[Saved entries]
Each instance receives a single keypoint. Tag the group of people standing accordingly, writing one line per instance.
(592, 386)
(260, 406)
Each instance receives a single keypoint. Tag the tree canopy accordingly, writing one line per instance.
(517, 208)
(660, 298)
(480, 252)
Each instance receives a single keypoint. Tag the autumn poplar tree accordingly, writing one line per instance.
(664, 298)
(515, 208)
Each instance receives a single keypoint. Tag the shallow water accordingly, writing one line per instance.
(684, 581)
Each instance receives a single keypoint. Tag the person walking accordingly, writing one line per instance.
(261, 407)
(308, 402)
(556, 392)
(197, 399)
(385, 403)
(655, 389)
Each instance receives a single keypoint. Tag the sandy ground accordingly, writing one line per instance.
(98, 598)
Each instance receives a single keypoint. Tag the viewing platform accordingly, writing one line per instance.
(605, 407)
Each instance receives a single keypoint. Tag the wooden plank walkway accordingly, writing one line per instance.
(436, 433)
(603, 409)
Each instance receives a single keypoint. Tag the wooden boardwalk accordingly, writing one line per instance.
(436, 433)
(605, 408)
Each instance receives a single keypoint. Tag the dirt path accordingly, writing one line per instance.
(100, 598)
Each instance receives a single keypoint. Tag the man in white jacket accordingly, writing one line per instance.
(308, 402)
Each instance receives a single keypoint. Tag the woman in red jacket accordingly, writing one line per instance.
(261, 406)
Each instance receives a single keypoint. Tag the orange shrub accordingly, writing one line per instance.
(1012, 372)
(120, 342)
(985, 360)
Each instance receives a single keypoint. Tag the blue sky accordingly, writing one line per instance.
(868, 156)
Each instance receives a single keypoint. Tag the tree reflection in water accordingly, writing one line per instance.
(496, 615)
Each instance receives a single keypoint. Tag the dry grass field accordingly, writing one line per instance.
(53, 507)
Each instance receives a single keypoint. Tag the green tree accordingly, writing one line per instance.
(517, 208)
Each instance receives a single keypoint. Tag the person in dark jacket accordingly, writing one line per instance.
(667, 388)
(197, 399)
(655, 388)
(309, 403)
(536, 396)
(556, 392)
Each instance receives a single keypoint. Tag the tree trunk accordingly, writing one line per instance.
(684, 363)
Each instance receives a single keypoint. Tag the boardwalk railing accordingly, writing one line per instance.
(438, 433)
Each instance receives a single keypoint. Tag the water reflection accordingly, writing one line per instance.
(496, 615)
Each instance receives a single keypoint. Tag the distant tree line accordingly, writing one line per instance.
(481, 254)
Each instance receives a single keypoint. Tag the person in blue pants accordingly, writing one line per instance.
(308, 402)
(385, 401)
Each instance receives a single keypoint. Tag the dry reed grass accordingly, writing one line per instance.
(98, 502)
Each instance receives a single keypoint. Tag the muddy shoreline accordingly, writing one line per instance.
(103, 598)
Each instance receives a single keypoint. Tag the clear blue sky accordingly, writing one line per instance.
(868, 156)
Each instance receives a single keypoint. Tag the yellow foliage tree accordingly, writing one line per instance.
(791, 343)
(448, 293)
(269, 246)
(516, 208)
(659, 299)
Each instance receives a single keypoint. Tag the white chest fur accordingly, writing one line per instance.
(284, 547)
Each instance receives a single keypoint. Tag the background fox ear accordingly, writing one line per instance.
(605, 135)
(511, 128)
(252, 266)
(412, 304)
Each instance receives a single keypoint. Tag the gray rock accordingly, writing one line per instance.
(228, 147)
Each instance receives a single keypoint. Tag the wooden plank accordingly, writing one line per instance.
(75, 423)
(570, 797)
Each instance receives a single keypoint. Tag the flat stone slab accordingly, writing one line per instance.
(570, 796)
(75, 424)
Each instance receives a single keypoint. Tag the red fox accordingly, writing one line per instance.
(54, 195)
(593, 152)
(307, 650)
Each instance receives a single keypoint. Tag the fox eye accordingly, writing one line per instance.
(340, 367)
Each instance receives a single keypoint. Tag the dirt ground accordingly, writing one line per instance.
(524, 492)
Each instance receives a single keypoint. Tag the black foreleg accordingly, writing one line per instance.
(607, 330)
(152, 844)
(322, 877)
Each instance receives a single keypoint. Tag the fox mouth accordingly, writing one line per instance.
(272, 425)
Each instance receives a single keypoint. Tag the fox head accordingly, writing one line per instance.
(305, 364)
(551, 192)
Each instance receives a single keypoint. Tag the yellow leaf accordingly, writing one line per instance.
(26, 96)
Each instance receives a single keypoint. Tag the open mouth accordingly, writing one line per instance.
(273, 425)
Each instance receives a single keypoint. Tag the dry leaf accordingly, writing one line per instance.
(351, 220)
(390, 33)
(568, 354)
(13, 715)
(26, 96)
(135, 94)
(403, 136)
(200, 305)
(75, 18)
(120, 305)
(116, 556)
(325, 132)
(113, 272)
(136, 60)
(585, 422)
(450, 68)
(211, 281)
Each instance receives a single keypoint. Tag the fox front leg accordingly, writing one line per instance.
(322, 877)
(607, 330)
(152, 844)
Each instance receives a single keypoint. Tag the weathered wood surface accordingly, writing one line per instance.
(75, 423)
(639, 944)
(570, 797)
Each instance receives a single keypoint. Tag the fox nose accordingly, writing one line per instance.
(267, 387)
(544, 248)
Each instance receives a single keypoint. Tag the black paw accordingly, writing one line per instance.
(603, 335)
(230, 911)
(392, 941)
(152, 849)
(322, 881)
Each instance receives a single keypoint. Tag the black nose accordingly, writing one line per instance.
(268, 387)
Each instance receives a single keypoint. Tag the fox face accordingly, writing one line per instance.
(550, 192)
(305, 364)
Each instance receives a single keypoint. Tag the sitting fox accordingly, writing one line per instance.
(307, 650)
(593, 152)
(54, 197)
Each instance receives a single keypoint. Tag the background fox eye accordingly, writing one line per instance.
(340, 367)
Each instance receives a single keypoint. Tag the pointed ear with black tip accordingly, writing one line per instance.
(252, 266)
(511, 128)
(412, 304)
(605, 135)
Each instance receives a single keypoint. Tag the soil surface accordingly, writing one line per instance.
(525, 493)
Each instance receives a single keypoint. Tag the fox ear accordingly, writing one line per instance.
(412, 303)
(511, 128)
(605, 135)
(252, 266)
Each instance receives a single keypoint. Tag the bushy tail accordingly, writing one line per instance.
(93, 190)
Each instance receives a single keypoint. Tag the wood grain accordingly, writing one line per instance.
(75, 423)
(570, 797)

Aim of the exercise:
Your reply should contain each entry, copied without alteration.

Response:
Each instance receives a single keypoint. Tag the group of people standing accordingly, writing one line per instance.
(592, 386)
(260, 406)
Each instance receives a single keypoint. Tag the tree canopy accordingly, writing one line per instance.
(517, 208)
(660, 298)
(480, 252)
Each instance receives a single keypoint. Tag the autumn poplar tree accordingly, writing one line per instance.
(664, 298)
(515, 208)
Each instance receives a single keypoint. Tag the shallow water accordingly, writing one line per instance.
(684, 581)
Each instance receives a single keypoint. Tag the person walking accordingly, writing one line per instance.
(261, 407)
(308, 402)
(556, 392)
(197, 399)
(385, 403)
(655, 389)
Each instance receives a single keypoint. Tag the sandy ground accordingly, writing one line per instance.
(98, 598)
Each instance receives a single keypoint. Tag the viewing platform accordingly, writing one line per instance.
(605, 407)
Each instance receives a single keypoint. Tag the wooden plank walkway accordingly, writing one line per instance.
(436, 433)
(603, 409)
Each instance receives a single keypoint. Tag the wooden boardwalk accordingly, writing one line per instance.
(436, 433)
(605, 408)
Each instance receives a single keypoint. Tag the dirt path accordingly, writing one line per instance.
(100, 598)
Each instance receives a single keypoint. Tag the man in white jacket accordingly, writing one line per instance.
(308, 402)
Each instance receives a single keypoint. Tag the woman in red jacket accordingly, writing one line per instance.
(261, 406)
Each instance receives a single keypoint. Tag the orange shrub accordingly, writing one line per instance.
(1012, 372)
(120, 342)
(985, 360)
Each instance receives a single keypoint. Tag the blue sky accordingly, writing one line per instance.
(868, 156)
Each instance receives a single keypoint. Tag the tree reflection in water accordingly, writing one line per instance.
(496, 615)
Each instance receives a single keypoint. Tag the dry grass field accordingly, writing one line per instance.
(53, 507)
Each instance receives a single keypoint. Tag the green tree accordingly, writing one line per instance.
(517, 208)
Each instance receives a single keypoint. Tag the person in dark jacket accordingly, writing one line per instance.
(667, 388)
(197, 399)
(655, 388)
(309, 403)
(536, 396)
(556, 392)
Each instance receives a single keypoint. Tag the tree trunk accordingly, writing one line per instance.
(684, 363)
Each instance receives a single keypoint. Tag the boardwalk railing accordingly, writing one line per instance.
(438, 433)
Each instance receives a single keypoint. Tag the water reflection accordingly, writing one line per instance.
(496, 615)
Each instance receives a single keypoint. Tag the distant tree line accordingly, writing one line per instance.
(481, 254)
Each instance receives a single keypoint. Tag the person in blue pants accordingly, writing one line per instance.
(308, 402)
(385, 401)
Each instance receives a single keypoint. Tag the dry reed grass accordingly, writing one line per instance.
(98, 502)
Each instance receives a single keypoint. Tag the muddy shoreline accordingly, writing one line per instance.
(103, 598)
Each instance receives a single keypoint. Tag the clear blue sky accordingly, writing one line per instance.
(868, 156)
Each instance receives a single keypoint. Tag the yellow foliage tree accordingly, writing one line per instance.
(791, 343)
(448, 293)
(269, 246)
(516, 208)
(659, 299)
Each instance receives a single keypoint. Tag the white chest fur accordingly, writing one line per instance.
(284, 547)
Each instance receives a single keypoint. Tag the background fox ear accordingly, writing one line per instance.
(605, 135)
(511, 128)
(252, 266)
(412, 304)
Each instance receives a single keypoint. Tag the gray rock accordingly, writing one line per instance.
(228, 147)
Each instance receives a single keypoint. Tag the wooden plank accordingly, writing one line per instance.
(75, 423)
(570, 797)
Each instance receives a single keypoint. Tag the flat stone slab accordingly, writing one line per instance.
(570, 796)
(75, 424)
Each instance receives a single keypoint. Tag the red fox accordingly, writing one line per instance.
(54, 195)
(593, 152)
(307, 650)
Each instance receives a single keypoint. Tag the fox eye accordingly, writing one line per instance.
(340, 367)
Each instance receives a single keypoint. Tag the dirt ground accordingly, writing one line per instance.
(524, 492)
Each instance receives a single keypoint. Tag the black foreleg accordingly, writing one line per instance.
(607, 330)
(152, 844)
(322, 877)
Each instance receives a single keypoint. Tag the fox mouth accordingly, writing one line per instance.
(272, 425)
Each instance receives a single keypoint. Tag the fox head accordingly, writing one line per instance.
(305, 364)
(551, 192)
Each instance receives a single keypoint. Tag the yellow leaf accordingly, writing one line per instance.
(26, 96)
Each instance receives a single keypoint. Tag the open mouth accordingly, writing one line per instance.
(273, 425)
Each instance receives a single keypoint. Tag the dry leaf accordingly, writing one line per instance.
(351, 220)
(390, 33)
(568, 354)
(13, 715)
(26, 96)
(135, 94)
(403, 136)
(200, 305)
(75, 18)
(120, 305)
(116, 556)
(325, 132)
(113, 272)
(136, 60)
(585, 422)
(450, 68)
(211, 281)
Each instance receives a single keypoint. Tag the fox front leg accordingly, writing one line per instance.
(322, 877)
(607, 330)
(152, 844)
Each instance receives a single keypoint. Tag the weathered wood surface accordingly, writing one line per instance.
(75, 423)
(639, 944)
(570, 797)
Each instance receives a single keypoint. Tag the fox nose accordingly, writing one line per instance.
(267, 387)
(544, 248)
Each instance receives a single keypoint. Tag the black paw accordingly, writing one line per instance.
(603, 335)
(230, 911)
(392, 941)
(152, 849)
(322, 881)
Each instance receives a single keypoint. Tag the black nose accordingly, writing one line per instance.
(268, 387)
Each instance receives a single keypoint. Tag the fox face accordingly, writing one line per instance.
(550, 192)
(305, 364)
Each instance receives a single keypoint. Tag the sitting fox accordingly, writing one line per instance.
(307, 650)
(593, 152)
(54, 197)
Each instance receives a single keypoint. Tag the background fox eye accordingly, writing one line per instance.
(340, 367)
Each instance receives a single keypoint. Tag the pointed ear with black tip accordingly, writing one line per instance.
(252, 266)
(511, 128)
(412, 304)
(605, 135)
Each instance receives a single keypoint. Tag the soil surface accordingly, writing one line per instance.
(525, 493)
Each instance receives a single keypoint. Tag the fox ear accordingly, writing one line per instance.
(412, 303)
(511, 128)
(605, 135)
(252, 266)
Each instance receives a single keypoint. Tag the bushy tail accordingly, writing one line per instance.
(93, 190)
Each instance receives a single keypoint. Tag the wood grain accordingly, writing one line per instance.
(75, 423)
(570, 797)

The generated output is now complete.